(Exercise details)
Leave every picture out. Set down all the lines below exactly.

═════ Material provided ═════

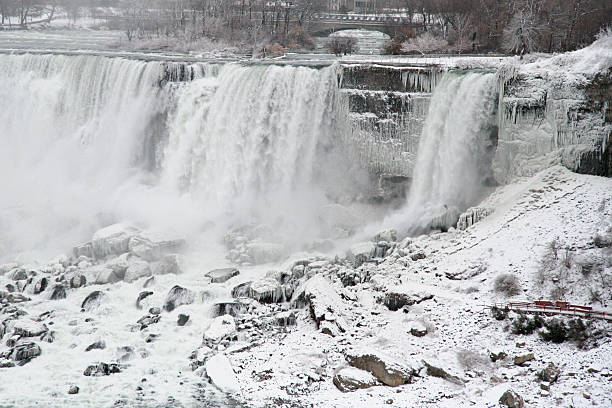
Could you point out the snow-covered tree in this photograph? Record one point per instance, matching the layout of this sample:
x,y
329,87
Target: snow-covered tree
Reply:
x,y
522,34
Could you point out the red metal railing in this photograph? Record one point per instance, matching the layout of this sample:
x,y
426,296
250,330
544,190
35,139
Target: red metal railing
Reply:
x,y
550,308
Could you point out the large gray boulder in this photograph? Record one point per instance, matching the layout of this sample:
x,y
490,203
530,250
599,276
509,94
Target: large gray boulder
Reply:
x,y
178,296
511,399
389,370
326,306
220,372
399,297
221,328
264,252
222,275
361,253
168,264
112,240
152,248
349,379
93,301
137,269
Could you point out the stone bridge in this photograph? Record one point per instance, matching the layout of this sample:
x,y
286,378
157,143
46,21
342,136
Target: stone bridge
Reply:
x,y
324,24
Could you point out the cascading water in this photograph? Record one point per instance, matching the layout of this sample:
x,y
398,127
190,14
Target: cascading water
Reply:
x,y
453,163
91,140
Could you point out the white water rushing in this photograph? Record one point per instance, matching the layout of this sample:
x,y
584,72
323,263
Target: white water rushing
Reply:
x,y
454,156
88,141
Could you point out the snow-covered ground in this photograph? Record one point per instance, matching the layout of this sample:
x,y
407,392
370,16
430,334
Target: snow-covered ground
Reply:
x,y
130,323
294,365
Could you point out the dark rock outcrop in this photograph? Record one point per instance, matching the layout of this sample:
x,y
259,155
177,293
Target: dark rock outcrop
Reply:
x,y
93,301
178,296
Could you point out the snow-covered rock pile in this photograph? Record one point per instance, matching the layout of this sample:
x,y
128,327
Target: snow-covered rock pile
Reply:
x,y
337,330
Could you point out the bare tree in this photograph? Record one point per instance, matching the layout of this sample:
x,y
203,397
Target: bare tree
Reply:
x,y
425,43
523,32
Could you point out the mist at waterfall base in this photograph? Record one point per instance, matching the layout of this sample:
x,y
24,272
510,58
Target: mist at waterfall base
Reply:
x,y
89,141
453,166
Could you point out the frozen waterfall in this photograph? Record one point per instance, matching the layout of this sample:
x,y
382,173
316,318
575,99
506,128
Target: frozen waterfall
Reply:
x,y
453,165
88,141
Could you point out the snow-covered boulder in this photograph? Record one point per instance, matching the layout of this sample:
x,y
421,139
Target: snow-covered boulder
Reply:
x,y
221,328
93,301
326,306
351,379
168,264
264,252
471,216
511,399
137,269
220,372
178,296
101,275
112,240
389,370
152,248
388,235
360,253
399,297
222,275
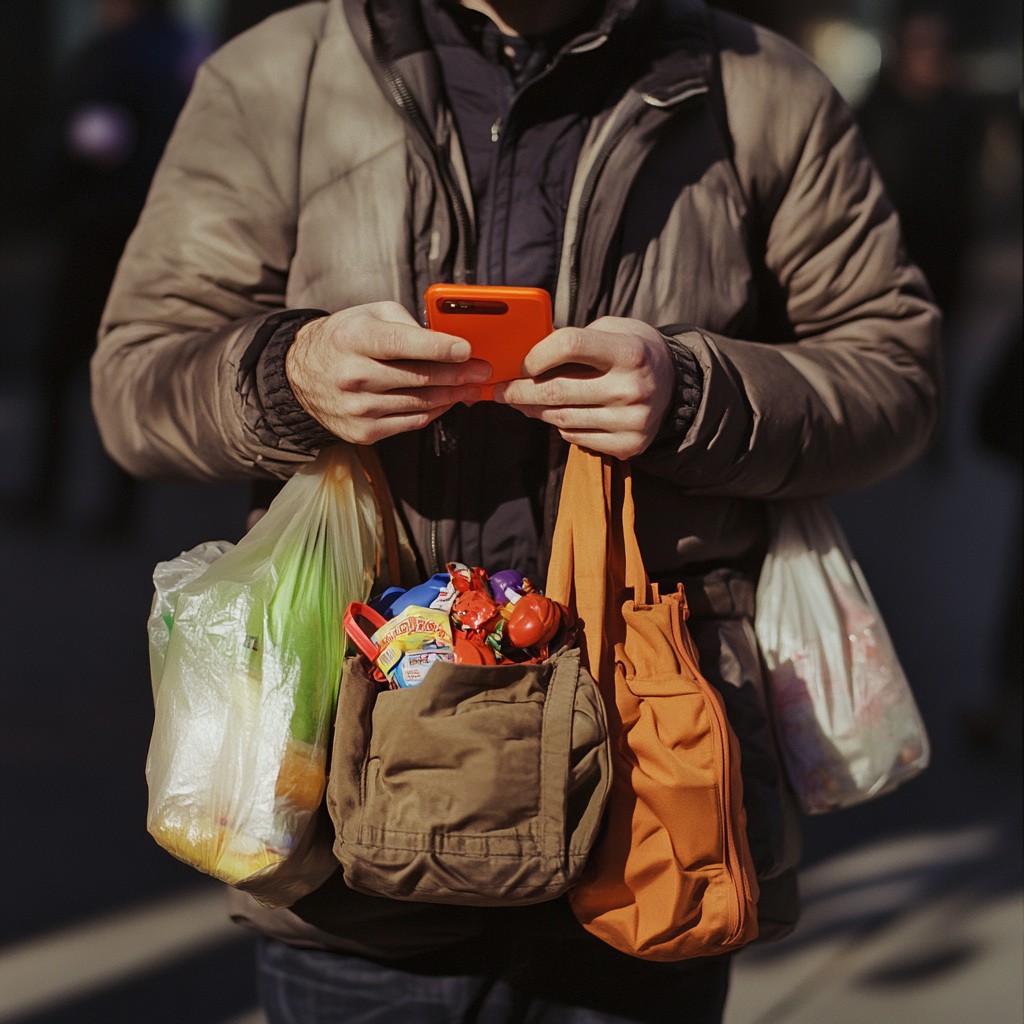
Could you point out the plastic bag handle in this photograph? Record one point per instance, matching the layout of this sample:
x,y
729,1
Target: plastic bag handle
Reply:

═════

(Your solution)
Could you point out the snow-covered tree in this photograph? Record one point per instance, matching the layout of this sample:
x,y
329,87
Target: snow-covered tree
Reply:
x,y
522,34
Could you point out the red metal railing in this photograph? Record one point per instance, matching the layout of this sample:
x,y
426,296
250,330
544,190
35,139
Target: red metal railing
Reply:
x,y
550,308
Could you point out the large gray boulder in this photograph? Record one point per instance, matching the layout of this sample:
x,y
490,203
530,250
599,276
509,94
Target: large gray boulder
Reply:
x,y
178,296
511,399
389,370
326,306
220,372
399,297
221,328
264,252
222,275
361,253
168,264
112,240
152,248
349,379
93,301
137,269
Could you point out the stone bridge in this photograph? Record one point per instance, matching the layout of this sample:
x,y
286,378
157,143
46,21
342,136
Target: stone bridge
Reply:
x,y
324,24
Could you point out the cascading water in this photograph? Record one point per instance, matching the layout of this sample:
x,y
398,127
190,14
Target: cascading water
Reply:
x,y
453,163
91,140
Could you point out the white water rushing in this photograph? Record one point per instance, matching the layout of this sample:
x,y
584,72
323,263
Target: white water rushing
Reply:
x,y
454,156
88,141
Could you point out the snow-covered ground in this photograph? Record one point per instance, matching the layout of this sample:
x,y
407,392
370,16
430,334
Target: snow-covered ground
Reply:
x,y
130,323
294,365
Could you point out the dark rock outcrop in this photograph? Record one point per instance, matching the layout of this sample:
x,y
259,155
177,293
Target: dark rock outcrop
Reply:
x,y
93,301
178,296
Could you point out the snow-covered rock pile in this photograph? Record one point per instance, matching the layout of this sample:
x,y
128,327
Target: snow-covered rock pile
Reply:
x,y
337,330
Could you point out the bare tree in this photograph? Record one point per instance, matching the layout of this sample:
x,y
203,397
Target: bare tree
Reply:
x,y
425,43
523,32
Could you point out the mist at waterfall base in this photograph? Record one point per instance, matching the layout of this sample:
x,y
24,272
510,58
Target: mist at waterfall base
Reply:
x,y
89,141
453,166
Could you point out the frozen waterfall in this photograph? Record one point per instance, matching the layout of this sample:
x,y
382,173
316,318
575,99
506,128
Target: frozen waterfall
Reply:
x,y
453,165
88,141
Could you point out the snow-covered boulder in this photograph? Record one point per instance, matching the layout of this sample:
x,y
421,139
Target: snow-covered boulder
Reply:
x,y
221,328
93,301
326,306
351,379
168,264
264,252
471,216
511,399
137,269
220,372
178,296
101,275
112,240
389,370
152,248
388,235
360,253
399,297
222,275
Could you point out the plastic bag handle in this photograph? Record one point per instance, matching the layout of this sample:
x,y
729,1
Target: plastic bag handle
Reply:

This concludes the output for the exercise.